● **PROVIDED PASSAGE**:
++++++++
Emily Yoffe, aka Dear Prudence, is on Washingtonpost.com weekly to chat with readers about their romantic, family, financial, and workplace problems. An edited transcript of this week's chat is below. (Read Prudie's Slate columns here.)
Emily Yoffe Writes: Good afternoon, everyone. Let's get to it.
Q. Interfering Mother: My 24-year-old son recently had a bad breakup with his girlfriend of almost three years. She seemed like a lovely girl, and our family welcomed her to all our holiday gatherings, family barbecues, etc., and really thought she was "the one." Her feelings for my son changed, and her breakup method was very cold and technical—e-mails, phone conversations, etc. My son was devastated and has been mourning this loss. I am, of course, helpless to comfort him and fearful that this experience will make him bitter and hard. I have e-mailed this girl and asked her to contact me, not to convince her to take my son back, but to say goodbye and to ask her what happened so that I can help him through this. She has never responded, and I am very, very hurt. I thought we had had a warm relationship and that she would at least contact me. Am I wrong to feel so bad about this? Was it too interfering to write her in the first place?
A: Your formerly possibly future daughter-in-law may have behaved coldly to your son (you only know his side), but when one person wants out of a relationship and the other wants it to continue, the latter person gets his or her feelings smashed. This is painful to go through and to watch, but it's an experience that's generally put in that bulging file called "Life." You are the mother of a 24-year-old, and as much as you would like to kiss his boo-boo, you should not have contacted his ex to do a departure interview with her. Sure, you are hurt, too, that she has been so abrupt and dismissive. Again, file this under "Life." So, yes, Mom you crossed a line in contacting the girlfriend. What did you want to hear? "I'm in love with someone else?" "Your son and I aren't sexually compatible?" "I realized he's a Momma's boy and I don't want to be part of this family?" You are not helpless to comfort your son. If he wants to talk about this with you, you can be a sounding board for his pain. And you can also reassure him that while it won't seem that way now, he will heal, and when he does, you know there will be someone wonderful out there for him. And when she comes along, you will do your best to mind your own business.
++++++++
Image region labeling entries:
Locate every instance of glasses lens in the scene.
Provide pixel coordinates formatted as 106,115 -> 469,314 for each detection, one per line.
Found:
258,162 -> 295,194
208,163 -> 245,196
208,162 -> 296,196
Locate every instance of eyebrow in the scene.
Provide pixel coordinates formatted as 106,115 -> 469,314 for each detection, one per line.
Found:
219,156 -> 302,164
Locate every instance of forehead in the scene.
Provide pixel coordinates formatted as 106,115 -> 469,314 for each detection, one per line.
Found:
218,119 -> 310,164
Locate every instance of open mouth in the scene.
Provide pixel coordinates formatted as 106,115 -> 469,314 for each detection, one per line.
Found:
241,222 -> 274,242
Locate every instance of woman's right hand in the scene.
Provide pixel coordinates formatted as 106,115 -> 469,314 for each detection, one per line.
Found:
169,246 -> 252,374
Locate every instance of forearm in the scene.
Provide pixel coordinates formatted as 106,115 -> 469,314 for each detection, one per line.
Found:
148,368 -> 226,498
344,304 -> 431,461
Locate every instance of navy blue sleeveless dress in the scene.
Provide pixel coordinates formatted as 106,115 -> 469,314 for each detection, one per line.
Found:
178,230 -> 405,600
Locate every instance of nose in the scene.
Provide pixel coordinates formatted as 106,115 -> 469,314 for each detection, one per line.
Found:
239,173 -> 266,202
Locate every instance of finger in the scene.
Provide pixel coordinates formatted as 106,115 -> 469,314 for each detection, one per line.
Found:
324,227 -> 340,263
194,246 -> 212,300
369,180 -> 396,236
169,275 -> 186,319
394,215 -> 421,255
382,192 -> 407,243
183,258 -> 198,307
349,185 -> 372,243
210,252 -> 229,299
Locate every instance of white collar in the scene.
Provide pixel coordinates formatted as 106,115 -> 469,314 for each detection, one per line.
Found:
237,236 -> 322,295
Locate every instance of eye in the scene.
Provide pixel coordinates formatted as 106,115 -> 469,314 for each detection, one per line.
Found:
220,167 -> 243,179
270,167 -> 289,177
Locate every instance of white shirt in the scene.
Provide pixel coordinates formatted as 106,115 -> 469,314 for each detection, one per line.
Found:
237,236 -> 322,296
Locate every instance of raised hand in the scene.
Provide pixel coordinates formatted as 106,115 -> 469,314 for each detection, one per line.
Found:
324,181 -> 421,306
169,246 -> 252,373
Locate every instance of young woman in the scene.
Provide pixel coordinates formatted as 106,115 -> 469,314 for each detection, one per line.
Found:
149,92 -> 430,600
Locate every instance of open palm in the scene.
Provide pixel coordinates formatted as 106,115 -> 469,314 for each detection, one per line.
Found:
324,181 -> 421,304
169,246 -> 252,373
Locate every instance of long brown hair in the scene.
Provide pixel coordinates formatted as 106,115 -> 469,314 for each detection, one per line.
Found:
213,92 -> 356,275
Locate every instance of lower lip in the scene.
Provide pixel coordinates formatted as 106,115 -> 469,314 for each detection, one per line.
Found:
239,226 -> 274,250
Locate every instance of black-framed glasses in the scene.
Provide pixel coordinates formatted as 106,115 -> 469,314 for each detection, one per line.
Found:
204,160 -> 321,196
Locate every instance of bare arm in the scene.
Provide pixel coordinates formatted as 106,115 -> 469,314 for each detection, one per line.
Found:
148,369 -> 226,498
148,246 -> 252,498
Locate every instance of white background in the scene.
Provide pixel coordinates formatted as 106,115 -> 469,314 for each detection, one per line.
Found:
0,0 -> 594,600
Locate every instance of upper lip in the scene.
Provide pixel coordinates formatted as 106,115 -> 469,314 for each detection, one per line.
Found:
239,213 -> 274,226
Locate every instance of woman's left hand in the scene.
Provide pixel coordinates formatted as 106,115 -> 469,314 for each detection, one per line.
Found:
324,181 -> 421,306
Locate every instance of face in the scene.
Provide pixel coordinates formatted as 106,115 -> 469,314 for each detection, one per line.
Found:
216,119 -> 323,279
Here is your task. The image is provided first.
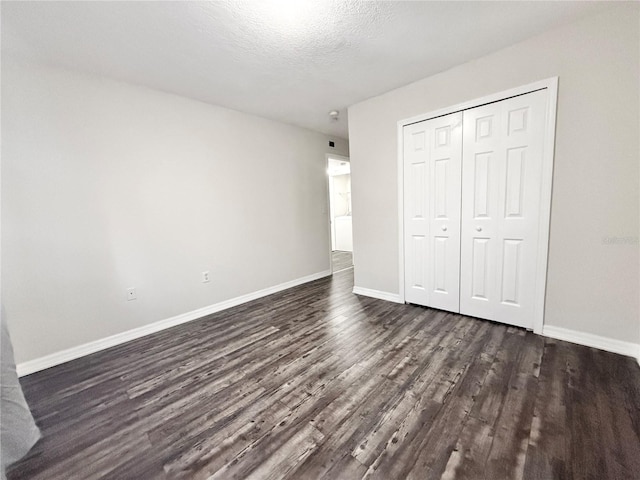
++++++++
● **EXERCISE**: Copy the advice column above in its entirety, keeping every word and punctuation mark unchanged.

● **SOLUTION BELOW**:
Emily Yoffe, aka Dear Prudence, is on Washingtonpost.com weekly to chat with readers about their romantic, family, financial, and workplace problems. An edited transcript of this week's chat is below. (Read Prudie's Slate columns here.)
Emily Yoffe Writes: Good afternoon, everyone. Let's get to it.
Q. Interfering Mother: My 24-year-old son recently had a bad breakup with his girlfriend of almost three years. She seemed like a lovely girl, and our family welcomed her to all our holiday gatherings, family barbecues, etc., and really thought she was "the one." Her feelings for my son changed, and her breakup method was very cold and technical—e-mails, phone conversations, etc. My son was devastated and has been mourning this loss. I am, of course, helpless to comfort him and fearful that this experience will make him bitter and hard. I have e-mailed this girl and asked her to contact me, not to convince her to take my son back, but to say goodbye and to ask her what happened so that I can help him through this. She has never responded, and I am very, very hurt. I thought we had had a warm relationship and that she would at least contact me. Am I wrong to feel so bad about this? Was it too interfering to write her in the first place?
A: Your formerly possibly future daughter-in-law may have behaved coldly to your son (you only know his side), but when one person wants out of a relationship and the other wants it to continue, the latter person gets his or her feelings smashed. This is painful to go through and to watch, but it's an experience that's generally put in that bulging file called "Life." You are the mother of a 24-year-old, and as much as you would like to kiss his boo-boo, you should not have contacted his ex to do a departure interview with her. Sure, you are hurt, too, that she has been so abrupt and dismissive. Again, file this under "Life." So, yes, Mom you crossed a line in contacting the girlfriend. What did you want to hear? "I'm in love with someone else?" "Your son and I aren't sexually compatible?" "I realized he's a Momma's boy and I don't want to be part of this family?" You are not helpless to comfort your son. If he wants to talk about this with you, you can be a sounding board for his pain. And you can also reassure him that while it won't seem that way now, he will heal, and when he does, you know there will be someone wonderful out there for him. And when she comes along, you will do your best to mind your own business.